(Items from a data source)
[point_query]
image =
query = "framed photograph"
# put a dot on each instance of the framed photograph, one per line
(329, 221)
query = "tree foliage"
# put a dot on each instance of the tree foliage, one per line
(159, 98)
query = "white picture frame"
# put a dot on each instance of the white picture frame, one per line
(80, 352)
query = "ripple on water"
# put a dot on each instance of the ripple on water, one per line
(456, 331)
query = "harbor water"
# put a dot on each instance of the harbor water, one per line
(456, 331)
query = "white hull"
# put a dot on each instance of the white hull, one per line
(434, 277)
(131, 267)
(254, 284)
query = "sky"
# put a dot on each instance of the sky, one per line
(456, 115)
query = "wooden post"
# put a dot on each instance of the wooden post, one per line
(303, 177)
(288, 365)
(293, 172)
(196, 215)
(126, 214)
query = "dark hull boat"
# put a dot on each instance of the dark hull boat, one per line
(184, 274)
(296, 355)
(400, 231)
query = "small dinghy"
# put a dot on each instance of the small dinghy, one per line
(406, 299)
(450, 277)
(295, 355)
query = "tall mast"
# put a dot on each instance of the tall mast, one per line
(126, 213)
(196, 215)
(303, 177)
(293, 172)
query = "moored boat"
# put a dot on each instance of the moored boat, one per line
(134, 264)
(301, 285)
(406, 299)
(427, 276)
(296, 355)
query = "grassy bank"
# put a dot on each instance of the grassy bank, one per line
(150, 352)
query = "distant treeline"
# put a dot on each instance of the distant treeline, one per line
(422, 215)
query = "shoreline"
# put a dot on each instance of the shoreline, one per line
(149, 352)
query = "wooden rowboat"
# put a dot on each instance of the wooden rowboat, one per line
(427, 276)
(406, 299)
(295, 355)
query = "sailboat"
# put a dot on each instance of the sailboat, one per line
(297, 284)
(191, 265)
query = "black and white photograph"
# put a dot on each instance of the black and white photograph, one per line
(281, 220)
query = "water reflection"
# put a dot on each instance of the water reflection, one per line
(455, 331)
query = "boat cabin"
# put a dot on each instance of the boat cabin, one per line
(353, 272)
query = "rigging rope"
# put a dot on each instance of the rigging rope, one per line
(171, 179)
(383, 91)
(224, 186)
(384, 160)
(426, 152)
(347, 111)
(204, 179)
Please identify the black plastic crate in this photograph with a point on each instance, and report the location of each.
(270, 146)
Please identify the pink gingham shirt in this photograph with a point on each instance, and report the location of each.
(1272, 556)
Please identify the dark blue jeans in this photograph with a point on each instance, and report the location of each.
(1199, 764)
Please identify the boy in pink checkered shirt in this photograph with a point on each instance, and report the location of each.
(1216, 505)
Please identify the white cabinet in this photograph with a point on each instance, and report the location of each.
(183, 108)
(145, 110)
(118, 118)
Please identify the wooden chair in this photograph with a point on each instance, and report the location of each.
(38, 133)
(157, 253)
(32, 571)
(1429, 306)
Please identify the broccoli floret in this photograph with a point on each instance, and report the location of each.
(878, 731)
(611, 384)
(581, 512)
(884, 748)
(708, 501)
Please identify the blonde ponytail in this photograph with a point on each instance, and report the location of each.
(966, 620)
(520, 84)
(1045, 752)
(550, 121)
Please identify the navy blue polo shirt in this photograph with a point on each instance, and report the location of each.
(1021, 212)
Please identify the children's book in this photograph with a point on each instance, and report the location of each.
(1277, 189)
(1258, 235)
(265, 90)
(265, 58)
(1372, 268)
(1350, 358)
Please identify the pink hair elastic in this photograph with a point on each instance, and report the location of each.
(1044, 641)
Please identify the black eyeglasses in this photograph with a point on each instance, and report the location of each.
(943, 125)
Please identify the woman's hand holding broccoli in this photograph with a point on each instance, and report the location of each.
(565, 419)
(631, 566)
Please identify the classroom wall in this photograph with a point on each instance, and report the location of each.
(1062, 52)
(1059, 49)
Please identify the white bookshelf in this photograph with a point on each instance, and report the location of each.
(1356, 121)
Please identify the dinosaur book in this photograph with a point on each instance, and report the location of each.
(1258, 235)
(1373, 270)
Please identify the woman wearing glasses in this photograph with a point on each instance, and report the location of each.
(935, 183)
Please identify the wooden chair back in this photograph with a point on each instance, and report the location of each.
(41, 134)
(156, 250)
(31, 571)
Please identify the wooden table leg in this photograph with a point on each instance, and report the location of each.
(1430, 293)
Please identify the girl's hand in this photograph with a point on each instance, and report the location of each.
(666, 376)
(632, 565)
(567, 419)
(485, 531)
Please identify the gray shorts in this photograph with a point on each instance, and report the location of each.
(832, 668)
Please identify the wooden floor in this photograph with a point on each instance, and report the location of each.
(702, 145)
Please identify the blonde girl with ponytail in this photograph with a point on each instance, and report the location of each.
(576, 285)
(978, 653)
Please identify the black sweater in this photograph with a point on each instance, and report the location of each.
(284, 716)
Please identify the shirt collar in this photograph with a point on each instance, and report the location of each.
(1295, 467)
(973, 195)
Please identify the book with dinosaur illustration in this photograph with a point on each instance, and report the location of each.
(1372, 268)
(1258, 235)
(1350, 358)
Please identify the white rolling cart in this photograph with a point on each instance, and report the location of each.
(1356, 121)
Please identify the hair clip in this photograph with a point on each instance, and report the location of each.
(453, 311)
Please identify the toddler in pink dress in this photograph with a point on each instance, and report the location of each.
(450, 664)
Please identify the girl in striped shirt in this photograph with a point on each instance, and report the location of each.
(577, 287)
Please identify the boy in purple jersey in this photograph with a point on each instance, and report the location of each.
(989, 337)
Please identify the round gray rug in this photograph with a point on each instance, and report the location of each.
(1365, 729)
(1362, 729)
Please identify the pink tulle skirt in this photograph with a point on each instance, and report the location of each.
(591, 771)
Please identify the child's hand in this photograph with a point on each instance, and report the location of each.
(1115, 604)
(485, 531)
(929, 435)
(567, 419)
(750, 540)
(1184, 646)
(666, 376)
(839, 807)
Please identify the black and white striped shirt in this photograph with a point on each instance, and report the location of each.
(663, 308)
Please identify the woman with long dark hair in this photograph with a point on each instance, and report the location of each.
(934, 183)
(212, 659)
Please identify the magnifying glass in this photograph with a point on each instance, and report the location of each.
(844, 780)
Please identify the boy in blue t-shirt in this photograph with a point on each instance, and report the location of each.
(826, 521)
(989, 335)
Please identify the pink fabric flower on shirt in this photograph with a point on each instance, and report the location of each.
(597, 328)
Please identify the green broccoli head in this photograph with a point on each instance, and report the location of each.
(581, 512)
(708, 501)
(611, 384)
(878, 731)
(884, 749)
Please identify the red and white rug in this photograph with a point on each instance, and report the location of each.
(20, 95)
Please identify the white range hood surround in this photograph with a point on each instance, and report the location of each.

The request:
Render every line of the material above as a Markdown table with the columns "Row" and "Line," numbering the rows in order and omitting blank lines.

The reply:
| Row | Line |
|---|---|
| 1 | [point_query] |
| 2 | image = |
| 3 | query = "framed photograph" |
| 4 | # put a dot on each instance of the framed photograph, one per line |
| 5 | (329, 221) |
| 6 | query = "tree foliage" |
| 7 | # put a dot on each instance of the tree foliage, one per line |
| 8 | (159, 98) |
| 9 | query = "white picture frame" |
| 10 | # put a dot on each instance of the white picture frame, one per line |
| 11 | (80, 352) |
| 12 | query = "ripple on water" |
| 13 | # put a dot on each instance of the ripple on water, one per line |
| 14 | (456, 331) |
| 15 | query = "harbor water" |
| 16 | # put a dot on each instance of the harbor water, one per line |
| 17 | (456, 331) |
| 18 | query = "white hull" |
| 19 | # put a dot on each instance of the white hull, one per line |
| 20 | (434, 277) |
| 21 | (131, 267) |
| 22 | (254, 284) |
| 23 | query = "sky" |
| 24 | # put a dot on each instance of the sky, one per line |
| 25 | (456, 115) |
| 26 | query = "wooden post" |
| 27 | # put a dot on each instance of the wooden post, one per line |
| 28 | (303, 177) |
| 29 | (288, 365) |
| 30 | (293, 172) |
| 31 | (196, 215) |
| 32 | (126, 214) |
| 33 | query = "dark hull boat" |
| 34 | # put a dot on each instance of the dark hull boat, one per line |
| 35 | (184, 274) |
| 36 | (296, 355) |
| 37 | (400, 231) |
| 38 | query = "small dinghy" |
| 39 | # put a dot on each instance of the small dinghy, one per line |
| 40 | (406, 299) |
| 41 | (450, 277) |
| 42 | (295, 355) |
| 43 | query = "tall mast" |
| 44 | # put a dot on each instance of the tall mast, one per line |
| 45 | (126, 213) |
| 46 | (196, 215) |
| 47 | (303, 177) |
| 48 | (293, 172) |
| 49 | query = "moored boat" |
| 50 | # put a dot on each instance of the moored boat, one per line |
| 51 | (134, 264) |
| 52 | (301, 285) |
| 53 | (406, 299) |
| 54 | (427, 276) |
| 55 | (296, 355) |
| 56 | query = "grassy bank" |
| 57 | # put a dot on each instance of the grassy bank, one per line |
| 58 | (150, 352) |
| 59 | query = "distant treeline" |
| 60 | # put a dot on each instance of the distant treeline, one per line |
| 61 | (422, 215) |
| 62 | query = "shoreline" |
| 63 | # put a dot on each instance of the shoreline, one per line |
| 64 | (149, 352) |
| 65 | query = "wooden rowboat" |
| 66 | # put a dot on each instance of the wooden rowboat, one per line |
| 67 | (427, 276) |
| 68 | (406, 299) |
| 69 | (295, 355) |
| 70 | query = "sailboat" |
| 71 | # put a dot on each instance of the sailboat, one per line |
| 72 | (297, 284) |
| 73 | (191, 265) |
| 74 | query = "black and white photograph" |
| 75 | # put a dot on each instance of the black and white photograph, one per line |
| 76 | (281, 220) |
| 77 | query = "water reflection" |
| 78 | # put a dot on each instance of the water reflection, one per line |
| 79 | (455, 331) |
| 80 | query = "boat cabin" |
| 81 | # put a dot on each instance of the boat cabin, one per line |
| 82 | (353, 272) |
| 83 | query = "rigging rope" |
| 84 | # put a dot on each instance of the rigging rope, one per line |
| 85 | (171, 179) |
| 86 | (383, 91) |
| 87 | (224, 186) |
| 88 | (384, 160) |
| 89 | (426, 152) |
| 90 | (347, 111) |
| 91 | (204, 179) |
| 92 | Please identify the black plastic crate in this photograph with a point on each instance, and report the location of each. |
| 93 | (270, 146) |
| 94 | Please identify the pink gingham shirt in this photograph with a point on each instance, and report the location of each. |
| 95 | (1272, 556) |
| 96 | Please identify the dark blue jeans in this photograph with a point on each instance, and report the location of each. |
| 97 | (1199, 764) |
| 98 | Please identify the boy in pink checkered shirt in this photograph with a point on each instance, and report the location of each. |
| 99 | (1216, 505) |
| 100 | Please identify the white cabinet in this photograph with a point on each instance, and report the location of each. |
| 101 | (183, 108) |
| 102 | (145, 110) |
| 103 | (118, 118) |
| 104 | Please identify the wooden chair in this photograph with a point on each instance, and report the location of each. |
| 105 | (38, 133) |
| 106 | (157, 253) |
| 107 | (32, 571) |
| 108 | (1429, 306) |
| 109 | Please identify the broccoli floret in this photograph with a point on each instance, and report the location of each. |
| 110 | (878, 731) |
| 111 | (611, 384) |
| 112 | (581, 512) |
| 113 | (884, 748) |
| 114 | (708, 501) |
| 115 | Please identify the blonde ponytail in this photograph with a point on each instance, and report the location of each. |
| 116 | (966, 620) |
| 117 | (520, 84) |
| 118 | (1045, 752) |
| 119 | (550, 121) |
| 120 | Please identify the navy blue polo shirt in this photograph with a point on each instance, and report the location of each. |
| 121 | (1021, 212) |
| 122 | Please identify the children's book in this photograph with a point on each instance, and report the location of each. |
| 123 | (1277, 189) |
| 124 | (1258, 235) |
| 125 | (265, 90) |
| 126 | (265, 58) |
| 127 | (1372, 268) |
| 128 | (1350, 358) |
| 129 | Please identify the pink hair elastic in this photograph with a point on each instance, and report the location of each. |
| 130 | (1044, 641) |
| 131 | Please identify the black eyeglasses in this photograph with a point on each instance, and report the location of each. |
| 132 | (943, 125) |
| 133 | Please identify the woman's hand holding broccoli in this photograph with a point on each instance, and report the location of each. |
| 134 | (565, 419) |
| 135 | (631, 566) |
| 136 | Please identify the classroom wall in this photograph with a point on each instance, and report the location of each. |
| 137 | (1062, 52) |
| 138 | (1059, 49) |
| 139 | Please identify the white bookshelf in this photograph with a point on each instance, and report the location of each. |
| 140 | (1356, 121) |
| 141 | Please identify the dinosaur book in this photograph with a point on each instance, and report the location of each. |
| 142 | (1258, 235) |
| 143 | (1373, 270) |
| 144 | Please identify the woman wearing glasses in this photograph with a point on each instance, and report the location of each. |
| 145 | (935, 183) |
| 146 | Please identify the wooden chair back in this photograph with a point on each instance, and report the location of each. |
| 147 | (41, 134) |
| 148 | (156, 250) |
| 149 | (31, 571) |
| 150 | Please identify the wooden table leg in this photograph with a point on each instance, and report the location of each. |
| 151 | (1430, 293) |
| 152 | Please identify the girl's hand in this photograph with a point on each instance, and report the location of each. |
| 153 | (666, 376) |
| 154 | (632, 565) |
| 155 | (567, 419) |
| 156 | (485, 531) |
| 157 | Please identify the gray shorts in this photograph with a point on each instance, and report the location of each. |
| 158 | (832, 668) |
| 159 | Please identify the wooden floor in this photograph with a point on each instance, and report the location of each. |
| 160 | (702, 145) |
| 161 | Please identify the blonde girl with ponytail in this photograph with a point on each instance, and report the location of each. |
| 162 | (576, 285) |
| 163 | (978, 653) |
| 164 | Please identify the black sweater in this photograph with a point on each instance, and report the location of each. |
| 165 | (284, 716) |
| 166 | Please identify the shirt collar in this photograph with a point on each instance, and report the location of each. |
| 167 | (1295, 467) |
| 168 | (973, 195) |
| 169 | Please identify the book with dinosaur illustration in this photograph with a point on each instance, and report the location of each. |
| 170 | (1372, 268) |
| 171 | (1258, 235) |
| 172 | (1350, 358) |
| 173 | Please identify the white rolling cart in this photograph with a point on each instance, and report the location of each. |
| 174 | (1356, 121) |
| 175 | Please identify the hair clip in this photograph with a point on each instance, and report the location of each. |
| 176 | (453, 311) |
| 177 | Please identify the toddler in pink dress in this photograph with a point on each instance, and report the location of each. |
| 178 | (450, 664) |
| 179 | Please identify the girl in striped shirt in this photograph with a point on each instance, and report the location of each. |
| 180 | (577, 287) |
| 181 | Please identify the boy in purple jersey in this photograph with a point on each instance, and report the location of each. |
| 182 | (989, 337) |
| 183 | Please identify the round gray rug in this photograph with a point on each instance, and report the location of each. |
| 184 | (1365, 729) |
| 185 | (1362, 729) |
| 186 | Please identify the pink tulle skirt in this photograph with a point on each instance, and report the location of each. |
| 187 | (591, 771) |
| 188 | Please identify the child's hand in this photograph with a point on each instance, and report the location of each. |
| 189 | (1115, 604) |
| 190 | (485, 531) |
| 191 | (929, 435) |
| 192 | (567, 419) |
| 193 | (750, 540) |
| 194 | (1184, 646) |
| 195 | (666, 376) |
| 196 | (839, 807) |
| 197 | Please identify the black and white striped shirt in this photograph with a point on each instance, and report the location of each. |
| 198 | (663, 308) |
| 199 | Please identify the woman with long dark hair in this photograph with a point on each instance, and report the location of each. |
| 200 | (934, 183) |
| 201 | (212, 659) |
| 202 | Please identify the magnifying glass in this photograph with a point on each instance, and report the location of each. |
| 203 | (844, 780) |
| 204 | Please identify the boy in blue t-shirt in this photograph with a point on each instance, and report the location of each. |
| 205 | (826, 521) |
| 206 | (989, 335) |
| 207 | Please identify the pink fabric flower on shirt in this photograph with a point on each instance, and report the location of each. |
| 208 | (597, 328) |
| 209 | Please identify the green broccoli head in this photograph with a point on each instance, and report the location of each. |
| 210 | (581, 512) |
| 211 | (708, 501) |
| 212 | (611, 384) |
| 213 | (878, 731) |
| 214 | (884, 749) |
| 215 | Please identify the red and white rug in this photograph with a point on each instance, and report the location of each. |
| 216 | (20, 95) |
| 217 | Please identify the white range hood surround in this photograph with a point on each instance, and report the location of each. |